> Yang Diperlukan
Baris mana saja dalam daftar di bawah yang memuat kata "photographer"? Pilih dan salin semua baris itu, dengan memperhatikan perbedaan huruf besar dan kecil.

Daftar:
▬▬▬▬▬▬▬▬▬▬

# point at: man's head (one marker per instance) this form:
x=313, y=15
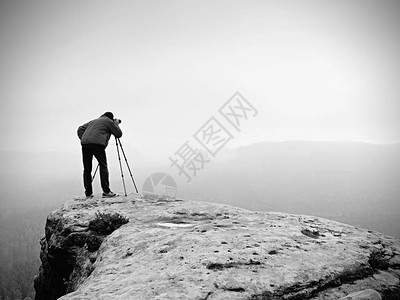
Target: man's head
x=109, y=115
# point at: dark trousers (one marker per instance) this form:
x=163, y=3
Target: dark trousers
x=98, y=151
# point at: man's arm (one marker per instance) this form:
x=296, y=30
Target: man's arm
x=115, y=130
x=81, y=130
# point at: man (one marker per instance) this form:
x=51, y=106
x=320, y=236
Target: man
x=94, y=137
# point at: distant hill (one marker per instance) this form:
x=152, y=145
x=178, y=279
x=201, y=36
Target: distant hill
x=351, y=182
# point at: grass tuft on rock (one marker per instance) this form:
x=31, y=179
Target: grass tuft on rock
x=106, y=223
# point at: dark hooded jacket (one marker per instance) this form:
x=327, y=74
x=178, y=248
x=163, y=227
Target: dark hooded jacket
x=98, y=131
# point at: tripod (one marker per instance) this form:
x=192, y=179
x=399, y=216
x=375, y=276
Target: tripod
x=119, y=144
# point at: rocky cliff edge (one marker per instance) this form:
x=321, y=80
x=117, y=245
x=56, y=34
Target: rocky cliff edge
x=197, y=250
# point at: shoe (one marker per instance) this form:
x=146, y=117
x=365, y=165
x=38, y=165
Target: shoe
x=109, y=195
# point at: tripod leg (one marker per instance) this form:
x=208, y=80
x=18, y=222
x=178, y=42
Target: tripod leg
x=95, y=171
x=129, y=169
x=120, y=165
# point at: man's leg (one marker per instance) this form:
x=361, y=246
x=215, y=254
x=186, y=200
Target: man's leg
x=87, y=156
x=100, y=155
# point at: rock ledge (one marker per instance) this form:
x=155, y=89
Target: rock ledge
x=197, y=250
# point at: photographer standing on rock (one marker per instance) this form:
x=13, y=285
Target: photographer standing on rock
x=94, y=137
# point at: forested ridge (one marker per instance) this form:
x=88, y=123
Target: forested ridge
x=20, y=232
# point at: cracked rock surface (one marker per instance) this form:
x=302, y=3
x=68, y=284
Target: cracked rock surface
x=198, y=250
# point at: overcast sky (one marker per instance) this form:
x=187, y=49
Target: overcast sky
x=314, y=70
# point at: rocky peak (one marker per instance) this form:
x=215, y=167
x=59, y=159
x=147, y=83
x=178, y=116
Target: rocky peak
x=197, y=250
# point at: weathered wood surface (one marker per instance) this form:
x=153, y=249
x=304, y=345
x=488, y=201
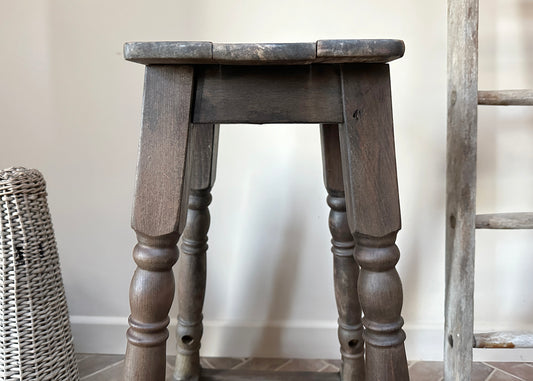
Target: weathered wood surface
x=294, y=94
x=373, y=211
x=247, y=375
x=168, y=52
x=359, y=98
x=506, y=339
x=159, y=203
x=370, y=51
x=504, y=221
x=367, y=143
x=161, y=182
x=345, y=269
x=192, y=261
x=460, y=187
x=248, y=54
x=331, y=51
x=506, y=97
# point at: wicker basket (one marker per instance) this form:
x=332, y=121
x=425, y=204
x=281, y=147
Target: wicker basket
x=35, y=336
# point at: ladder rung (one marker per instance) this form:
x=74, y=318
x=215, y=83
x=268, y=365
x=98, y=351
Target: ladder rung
x=506, y=97
x=504, y=221
x=506, y=339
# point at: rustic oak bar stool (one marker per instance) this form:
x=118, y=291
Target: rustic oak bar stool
x=191, y=87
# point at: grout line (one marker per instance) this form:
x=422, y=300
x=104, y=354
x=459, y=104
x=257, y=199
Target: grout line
x=103, y=369
x=81, y=356
x=503, y=371
x=282, y=365
x=491, y=374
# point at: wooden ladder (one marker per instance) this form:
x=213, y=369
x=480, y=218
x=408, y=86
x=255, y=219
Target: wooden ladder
x=463, y=100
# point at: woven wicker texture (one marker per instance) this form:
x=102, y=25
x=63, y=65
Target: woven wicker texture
x=35, y=336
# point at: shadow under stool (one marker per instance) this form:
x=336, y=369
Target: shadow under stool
x=192, y=87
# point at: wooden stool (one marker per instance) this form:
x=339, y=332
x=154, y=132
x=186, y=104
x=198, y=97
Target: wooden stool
x=191, y=87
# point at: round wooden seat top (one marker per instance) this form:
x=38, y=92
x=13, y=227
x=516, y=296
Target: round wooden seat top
x=322, y=51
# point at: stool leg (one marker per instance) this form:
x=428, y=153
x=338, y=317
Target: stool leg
x=369, y=168
x=159, y=213
x=345, y=269
x=192, y=262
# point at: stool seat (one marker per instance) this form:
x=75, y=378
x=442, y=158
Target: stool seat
x=323, y=51
x=191, y=88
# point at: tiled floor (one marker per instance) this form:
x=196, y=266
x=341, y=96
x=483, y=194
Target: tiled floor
x=109, y=368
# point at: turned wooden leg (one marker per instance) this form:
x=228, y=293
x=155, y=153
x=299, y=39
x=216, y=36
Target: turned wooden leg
x=345, y=269
x=192, y=263
x=159, y=213
x=369, y=169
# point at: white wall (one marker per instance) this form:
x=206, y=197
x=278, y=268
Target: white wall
x=71, y=106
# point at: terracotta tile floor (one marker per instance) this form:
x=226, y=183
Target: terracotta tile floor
x=108, y=367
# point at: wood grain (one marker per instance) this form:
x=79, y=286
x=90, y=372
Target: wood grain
x=160, y=200
x=367, y=147
x=192, y=262
x=345, y=269
x=460, y=187
x=294, y=94
x=168, y=52
x=369, y=51
x=265, y=53
x=161, y=182
x=201, y=52
x=505, y=221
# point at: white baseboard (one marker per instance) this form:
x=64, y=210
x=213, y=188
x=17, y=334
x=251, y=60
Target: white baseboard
x=295, y=339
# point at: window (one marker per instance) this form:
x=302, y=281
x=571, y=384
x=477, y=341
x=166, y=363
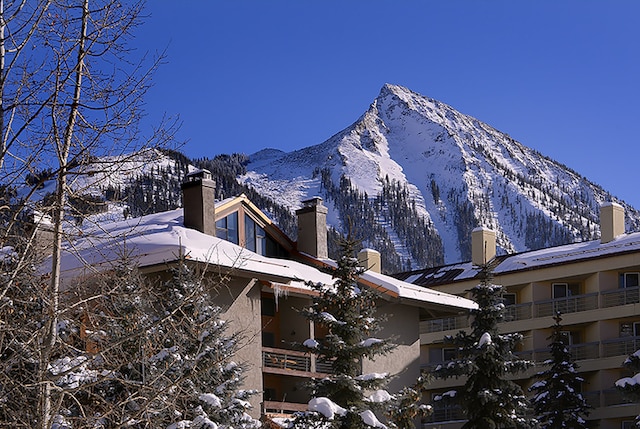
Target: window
x=509, y=299
x=268, y=339
x=254, y=236
x=268, y=306
x=227, y=228
x=631, y=280
x=565, y=290
x=448, y=354
x=269, y=394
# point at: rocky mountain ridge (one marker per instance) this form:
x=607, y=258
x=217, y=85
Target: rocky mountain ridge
x=411, y=177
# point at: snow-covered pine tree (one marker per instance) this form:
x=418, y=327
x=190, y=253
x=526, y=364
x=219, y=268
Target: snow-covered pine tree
x=488, y=398
x=558, y=402
x=630, y=386
x=157, y=354
x=348, y=314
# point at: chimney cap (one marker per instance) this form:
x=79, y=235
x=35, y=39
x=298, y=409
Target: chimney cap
x=312, y=202
x=199, y=174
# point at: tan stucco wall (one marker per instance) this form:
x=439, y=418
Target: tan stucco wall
x=241, y=299
x=401, y=328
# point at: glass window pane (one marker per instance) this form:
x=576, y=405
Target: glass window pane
x=249, y=233
x=260, y=240
x=631, y=279
x=232, y=227
x=560, y=290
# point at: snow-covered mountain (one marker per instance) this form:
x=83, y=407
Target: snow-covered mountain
x=455, y=172
x=411, y=178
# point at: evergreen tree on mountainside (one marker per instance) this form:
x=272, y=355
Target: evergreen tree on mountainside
x=488, y=398
x=347, y=312
x=558, y=402
x=393, y=210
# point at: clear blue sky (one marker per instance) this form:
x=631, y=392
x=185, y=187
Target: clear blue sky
x=562, y=77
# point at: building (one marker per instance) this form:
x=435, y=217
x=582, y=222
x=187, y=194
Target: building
x=596, y=287
x=266, y=282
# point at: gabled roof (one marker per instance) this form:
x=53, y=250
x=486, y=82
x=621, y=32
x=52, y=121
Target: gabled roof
x=156, y=240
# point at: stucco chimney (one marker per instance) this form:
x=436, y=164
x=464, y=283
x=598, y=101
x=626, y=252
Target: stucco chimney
x=312, y=228
x=483, y=245
x=198, y=200
x=369, y=259
x=611, y=221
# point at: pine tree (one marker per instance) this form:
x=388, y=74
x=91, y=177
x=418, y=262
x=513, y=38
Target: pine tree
x=156, y=354
x=558, y=402
x=630, y=386
x=348, y=314
x=488, y=398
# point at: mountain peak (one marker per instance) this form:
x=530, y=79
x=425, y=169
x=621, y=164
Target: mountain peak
x=455, y=172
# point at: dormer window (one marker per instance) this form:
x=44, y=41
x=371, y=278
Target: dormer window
x=227, y=228
x=254, y=235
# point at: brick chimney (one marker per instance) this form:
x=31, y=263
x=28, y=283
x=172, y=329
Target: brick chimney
x=312, y=228
x=369, y=259
x=611, y=221
x=198, y=200
x=483, y=245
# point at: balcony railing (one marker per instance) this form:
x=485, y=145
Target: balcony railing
x=445, y=324
x=518, y=312
x=579, y=352
x=623, y=346
x=282, y=408
x=443, y=414
x=286, y=359
x=293, y=360
x=570, y=304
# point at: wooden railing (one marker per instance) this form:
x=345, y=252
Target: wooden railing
x=293, y=360
x=570, y=304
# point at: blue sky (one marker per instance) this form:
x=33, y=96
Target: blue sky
x=561, y=77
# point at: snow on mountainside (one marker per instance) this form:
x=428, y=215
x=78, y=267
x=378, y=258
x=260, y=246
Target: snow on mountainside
x=453, y=170
x=412, y=177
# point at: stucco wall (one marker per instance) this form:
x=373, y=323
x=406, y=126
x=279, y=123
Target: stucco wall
x=402, y=327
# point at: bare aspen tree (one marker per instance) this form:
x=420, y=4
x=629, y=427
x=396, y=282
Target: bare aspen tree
x=69, y=91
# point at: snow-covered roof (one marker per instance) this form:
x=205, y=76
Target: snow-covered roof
x=161, y=238
x=570, y=253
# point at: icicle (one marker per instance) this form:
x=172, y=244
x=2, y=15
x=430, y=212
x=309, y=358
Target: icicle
x=279, y=291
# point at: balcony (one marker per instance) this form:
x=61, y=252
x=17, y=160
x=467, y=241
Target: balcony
x=443, y=413
x=623, y=346
x=547, y=308
x=292, y=362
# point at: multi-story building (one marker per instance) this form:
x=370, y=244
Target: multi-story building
x=265, y=284
x=595, y=285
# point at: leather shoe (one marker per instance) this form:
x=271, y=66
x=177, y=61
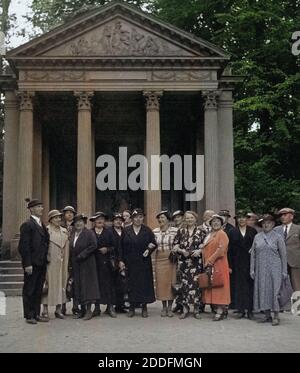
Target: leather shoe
x=31, y=321
x=42, y=319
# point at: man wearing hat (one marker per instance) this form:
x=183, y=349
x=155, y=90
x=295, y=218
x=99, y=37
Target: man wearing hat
x=68, y=215
x=177, y=218
x=291, y=234
x=33, y=248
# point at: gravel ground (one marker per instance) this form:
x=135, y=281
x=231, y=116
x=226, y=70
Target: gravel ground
x=155, y=334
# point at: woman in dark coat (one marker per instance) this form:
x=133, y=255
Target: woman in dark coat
x=116, y=231
x=241, y=240
x=104, y=258
x=83, y=245
x=136, y=246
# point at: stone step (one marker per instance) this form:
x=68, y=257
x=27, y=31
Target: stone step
x=10, y=263
x=11, y=278
x=11, y=271
x=12, y=292
x=11, y=285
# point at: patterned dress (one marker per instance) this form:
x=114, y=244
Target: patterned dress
x=268, y=263
x=190, y=267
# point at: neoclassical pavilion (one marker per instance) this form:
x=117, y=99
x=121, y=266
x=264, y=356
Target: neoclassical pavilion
x=113, y=76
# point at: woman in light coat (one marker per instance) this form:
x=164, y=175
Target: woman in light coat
x=57, y=269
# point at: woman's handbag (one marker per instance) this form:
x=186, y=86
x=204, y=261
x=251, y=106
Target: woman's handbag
x=45, y=288
x=285, y=292
x=177, y=287
x=173, y=257
x=70, y=288
x=211, y=278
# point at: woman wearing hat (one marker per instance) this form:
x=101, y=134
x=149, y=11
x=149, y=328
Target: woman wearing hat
x=116, y=231
x=83, y=246
x=187, y=245
x=105, y=256
x=215, y=259
x=241, y=240
x=67, y=218
x=165, y=270
x=57, y=269
x=137, y=244
x=268, y=269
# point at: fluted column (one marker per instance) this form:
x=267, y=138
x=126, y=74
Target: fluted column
x=85, y=166
x=25, y=156
x=226, y=157
x=11, y=126
x=152, y=197
x=211, y=150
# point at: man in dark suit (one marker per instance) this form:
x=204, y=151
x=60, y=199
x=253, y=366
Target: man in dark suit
x=291, y=234
x=33, y=247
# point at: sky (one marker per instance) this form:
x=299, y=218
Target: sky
x=20, y=8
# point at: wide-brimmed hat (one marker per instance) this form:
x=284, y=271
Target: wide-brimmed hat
x=177, y=213
x=225, y=213
x=163, y=212
x=69, y=208
x=117, y=215
x=79, y=217
x=33, y=202
x=266, y=217
x=251, y=215
x=98, y=214
x=53, y=213
x=286, y=210
x=217, y=216
x=137, y=211
x=241, y=214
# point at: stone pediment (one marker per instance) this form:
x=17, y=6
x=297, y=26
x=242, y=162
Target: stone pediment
x=117, y=30
x=118, y=38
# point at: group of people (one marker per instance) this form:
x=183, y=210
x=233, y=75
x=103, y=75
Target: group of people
x=111, y=263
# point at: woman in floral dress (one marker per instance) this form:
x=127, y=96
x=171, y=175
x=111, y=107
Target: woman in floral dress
x=188, y=246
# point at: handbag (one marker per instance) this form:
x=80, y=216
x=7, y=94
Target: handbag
x=45, y=288
x=173, y=257
x=285, y=292
x=70, y=288
x=213, y=279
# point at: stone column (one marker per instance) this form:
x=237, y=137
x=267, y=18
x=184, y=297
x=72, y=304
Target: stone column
x=226, y=157
x=85, y=167
x=212, y=189
x=25, y=161
x=45, y=180
x=10, y=172
x=152, y=197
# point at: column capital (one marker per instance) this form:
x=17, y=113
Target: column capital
x=84, y=100
x=11, y=100
x=152, y=99
x=211, y=99
x=26, y=100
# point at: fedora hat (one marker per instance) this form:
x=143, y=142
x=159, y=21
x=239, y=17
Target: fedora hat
x=79, y=217
x=53, y=213
x=33, y=202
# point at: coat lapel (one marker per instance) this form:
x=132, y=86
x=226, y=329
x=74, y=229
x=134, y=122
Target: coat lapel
x=42, y=229
x=292, y=231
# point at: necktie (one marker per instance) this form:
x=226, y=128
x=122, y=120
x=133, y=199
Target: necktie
x=285, y=232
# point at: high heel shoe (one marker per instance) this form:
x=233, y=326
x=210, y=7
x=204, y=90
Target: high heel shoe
x=218, y=317
x=59, y=315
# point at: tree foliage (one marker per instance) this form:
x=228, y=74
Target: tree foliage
x=257, y=35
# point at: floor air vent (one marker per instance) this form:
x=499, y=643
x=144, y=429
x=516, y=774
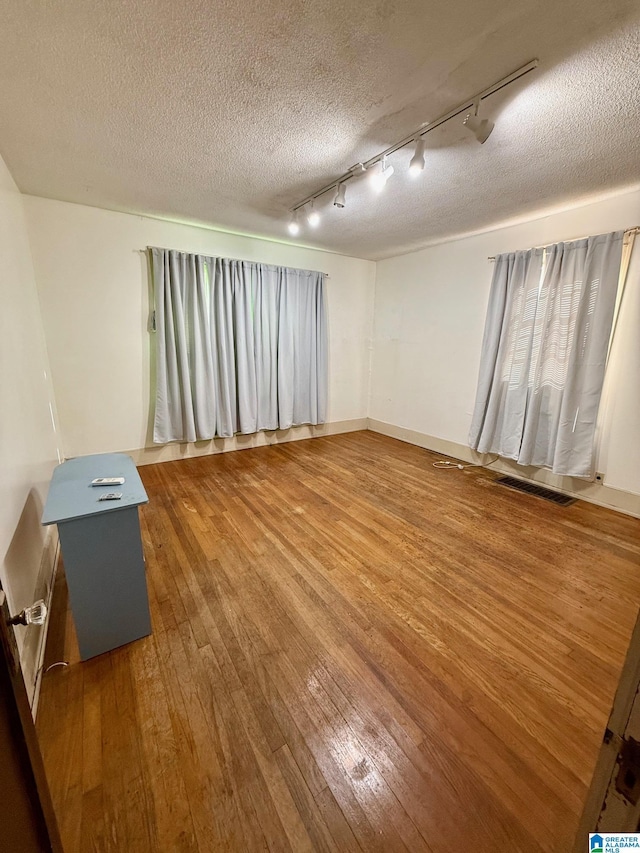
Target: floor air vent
x=538, y=491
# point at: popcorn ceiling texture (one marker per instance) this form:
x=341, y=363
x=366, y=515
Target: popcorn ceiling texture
x=227, y=113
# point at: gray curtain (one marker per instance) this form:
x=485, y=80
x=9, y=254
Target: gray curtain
x=544, y=354
x=240, y=347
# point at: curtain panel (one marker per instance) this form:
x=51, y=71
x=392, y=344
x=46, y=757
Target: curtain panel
x=544, y=354
x=240, y=347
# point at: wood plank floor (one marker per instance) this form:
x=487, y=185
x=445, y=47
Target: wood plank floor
x=351, y=651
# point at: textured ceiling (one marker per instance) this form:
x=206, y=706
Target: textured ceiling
x=229, y=112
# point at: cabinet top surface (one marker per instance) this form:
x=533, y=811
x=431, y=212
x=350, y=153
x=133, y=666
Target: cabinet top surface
x=72, y=496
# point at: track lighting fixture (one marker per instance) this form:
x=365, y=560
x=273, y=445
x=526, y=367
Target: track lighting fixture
x=313, y=217
x=377, y=169
x=294, y=224
x=481, y=128
x=417, y=161
x=380, y=174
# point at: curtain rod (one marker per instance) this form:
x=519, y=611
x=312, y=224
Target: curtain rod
x=634, y=230
x=242, y=260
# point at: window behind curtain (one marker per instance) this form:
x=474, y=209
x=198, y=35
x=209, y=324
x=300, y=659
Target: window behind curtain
x=240, y=346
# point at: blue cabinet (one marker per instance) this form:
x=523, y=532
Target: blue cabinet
x=102, y=550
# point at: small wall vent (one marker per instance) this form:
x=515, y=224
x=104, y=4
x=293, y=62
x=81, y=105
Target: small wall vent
x=537, y=491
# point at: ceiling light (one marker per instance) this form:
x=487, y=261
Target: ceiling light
x=376, y=168
x=294, y=224
x=380, y=174
x=481, y=128
x=313, y=217
x=417, y=161
x=340, y=194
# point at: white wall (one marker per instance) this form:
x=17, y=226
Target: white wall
x=93, y=286
x=429, y=320
x=28, y=448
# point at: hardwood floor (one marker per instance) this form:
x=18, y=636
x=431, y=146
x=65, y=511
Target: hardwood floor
x=351, y=651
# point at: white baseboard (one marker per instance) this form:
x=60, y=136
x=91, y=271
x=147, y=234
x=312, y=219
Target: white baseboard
x=189, y=450
x=596, y=493
x=35, y=637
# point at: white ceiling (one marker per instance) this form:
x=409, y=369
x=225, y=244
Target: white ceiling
x=229, y=112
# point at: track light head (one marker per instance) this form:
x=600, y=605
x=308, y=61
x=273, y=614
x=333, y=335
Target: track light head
x=339, y=200
x=380, y=174
x=417, y=161
x=294, y=224
x=481, y=128
x=313, y=217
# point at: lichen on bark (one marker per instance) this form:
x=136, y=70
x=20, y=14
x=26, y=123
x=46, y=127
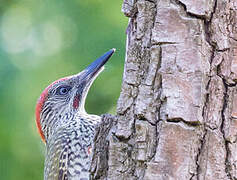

▬▬▬▬▬▬▬▬▬▬

> Jawaban
# point at: photographer standing on rock (one marker per instance) this form:
Target: photographer standing on rock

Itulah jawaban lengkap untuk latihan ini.